- Problem to work on
Resume the patent description of radar-based tags for locating lost files, which appears below, picking up after its last sentence.
## Begin Document section
Physically the detectors are located adjacent groups of files, for
example, in a file store and/or in selected rooms and/or in filing
cabinets. With such an arrangement a lost file can be localised
from the central controller by interrogating each of the detectors
either in series or in parallel until the tag with the correct
code/identity is located. A manual or detector-assisted search can
then be used to identify the precise location of the tagged file. A
similar arrangement based on a wide area network (WAN) can be used
to determine the approximate location of a lost pet from a central
control terminal. In the case of file location a centralised
command transmitter may be sufficient for an entire building or the
central control unit may send a signal to each detector to transmit
a command to its local tags to transmit; this latter arrangement is
preferred for locating tagged pets.
[0175] Referring now to FIG. 16, this shows a homodyne radar-based
tag detector 1650, in use for locating a tagged file 1652 amongst a
plurality of tagged files in a filing cabinet. The detector
illuminates the tag 1660 using transmit horn antenna 1654 and
receives a modulated spread spectrum return at horn antenna 1656.
For isolation the transmit and receive antennas are preferably on
opposite sides of the detector and for convenience in use a
pistol-type grip 1658 may be provided.
[0176] FIG. 17a shows a block diagram of tag 1660. The command
receiver 1662 and its antenna 1664, battery 1666, switch 1668, chip
oscillator 1670 and PN code generator 1672 are similar to those
described earlier with reference to FIGS. 2 to 6. Oscillator 1670
is preferably a crystal oscillator. The PN code generator
preferably generates a Kasami code unmodulated by baseband data;
oscillator 1670 preferably operates at a high frequency than is
preferred for a pet tag, such as f.sub.c.gtoreq.20 MHz, .gtoreq.70
MHz, or .gtoreq.1100 MHz. Again switch 1668 switches power to
oscillator 1670 and PN code generator 1672 and, if necessary, also
to modulator 1674. The output of PN code generator 1672 drives
modulator 1674 coupled to dipole 1676. This modulates the reflected
signal from the radar providing a spread spectrum coded return
signal.
[0177] Use of a higher f.sub.c allows longer code sequences for a
given acquisition time and hence a greater number of different
codes, reducing the collision risk. This is important as it may be
necessary to distinguish amongst 10,000 or 100,000 different files
stored in large groups. The increased processing gain is also
helpful in a radar system where the return signal is often very low
level.
[0178] FIG. 17b shows an alternative embodiment in which the output
of code generator 1672 is mixed with baseband data 1680 in mixer
1678 before input to modulator 1674; this allows baseband data to
be modulated onto the radar return if desired. As before, the code
and baseband data are preferably synchronised.
[0179] FIGS. 17c and d show, conceptually, methods for phase
modulation of the code onto the radar return. In FIG. 17c the
incoming signal incident on the tag is mixed with the PN code in
dual-gate FET 1678 which drives one arm of dipole 1676 (biasing is
not shown). Amplifier 1680 is arranged to drive one gate of FET
1678 with a signal in phase with the incoming radiation.
## End Document section
## Begin Data block
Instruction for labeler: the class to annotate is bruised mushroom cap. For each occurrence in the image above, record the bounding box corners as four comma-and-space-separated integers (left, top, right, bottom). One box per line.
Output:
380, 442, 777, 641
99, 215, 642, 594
## End Data block
- Written reply
[0180] In FIG. 17d dipole 1676 is replaced by separate receive 1682
and "transmit" 1684 antennas. The incoming radar signal is
amplified in amplifier 1686, mixed with the PN code in mixer 1688
and fed via amplifier 1690 to transmit antenna 1684 which provides
a radar return signal.
[0181] FIGS. 17c and d are intended to provide phase modulation of
the radar return. For amplitude modulation of the radar return
modulator 1674 may simply present a changing load to dipole
antennas 1676 and may comprise, for example, a switch which shorts
or leaves open circuit dipole arms 1676, according to whether the
output of the PN code generator is a one or a zero.
[0182] The tag of FIG. 17a may be self-powered, in which case
battery 1666, receiver 1662, antenna 1664 and switch 1668 are no
longer needed. In a self-powered embodiment power is derived from
the incident rf signal from the interrogating radar, as shown
conceptually in FIG. 17e. Here receive antenna 1692 and (optional)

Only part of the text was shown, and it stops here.